Your objective
Pull out each line of the rows below that contains the string "clicks", and list those lines in their original order.

The data

____

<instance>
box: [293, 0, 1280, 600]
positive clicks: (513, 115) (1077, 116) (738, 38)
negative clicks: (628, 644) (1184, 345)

____

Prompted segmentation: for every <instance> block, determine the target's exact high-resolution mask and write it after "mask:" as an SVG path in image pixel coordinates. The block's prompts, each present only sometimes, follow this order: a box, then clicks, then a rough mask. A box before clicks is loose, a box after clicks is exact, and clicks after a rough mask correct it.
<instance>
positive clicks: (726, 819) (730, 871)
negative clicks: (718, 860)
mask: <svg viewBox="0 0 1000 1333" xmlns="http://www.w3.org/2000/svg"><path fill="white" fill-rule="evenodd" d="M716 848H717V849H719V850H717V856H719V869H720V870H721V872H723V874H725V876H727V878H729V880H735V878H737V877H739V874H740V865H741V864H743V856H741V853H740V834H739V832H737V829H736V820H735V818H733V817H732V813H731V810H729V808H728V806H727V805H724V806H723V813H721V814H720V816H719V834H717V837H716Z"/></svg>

____

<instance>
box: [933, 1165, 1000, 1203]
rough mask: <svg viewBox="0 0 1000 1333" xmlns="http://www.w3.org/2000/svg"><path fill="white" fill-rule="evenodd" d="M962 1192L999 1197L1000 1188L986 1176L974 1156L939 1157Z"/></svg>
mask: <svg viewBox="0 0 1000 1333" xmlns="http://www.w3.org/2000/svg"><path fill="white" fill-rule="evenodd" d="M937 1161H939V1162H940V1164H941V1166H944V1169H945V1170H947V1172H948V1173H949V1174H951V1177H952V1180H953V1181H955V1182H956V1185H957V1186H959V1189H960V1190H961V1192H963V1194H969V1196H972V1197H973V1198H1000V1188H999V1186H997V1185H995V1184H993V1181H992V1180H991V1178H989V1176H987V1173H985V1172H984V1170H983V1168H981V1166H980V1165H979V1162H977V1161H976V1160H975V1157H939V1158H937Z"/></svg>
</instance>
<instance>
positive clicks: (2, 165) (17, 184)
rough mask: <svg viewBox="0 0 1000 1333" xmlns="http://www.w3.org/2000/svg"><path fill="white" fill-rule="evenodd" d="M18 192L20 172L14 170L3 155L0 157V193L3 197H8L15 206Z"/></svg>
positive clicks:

____

Solution to this task
positive clicks: (513, 115) (1077, 116) (738, 38)
negative clicks: (628, 644) (1184, 345)
Prompted segmentation: for every <instance> block, determine the target's exact high-resolution mask and write it after "mask:" as an SVG path in image pixel coordinates. The block's prompts, each present only sometimes, follow this order: a box, then clicks, then a rough mask. A box before clicks is loose, a box after clicks is exact, and clicks after a rough mask correct it.
positive clicks: (726, 819) (730, 871)
negative clicks: (718, 860)
positive clicks: (2, 165) (17, 184)
positive clicks:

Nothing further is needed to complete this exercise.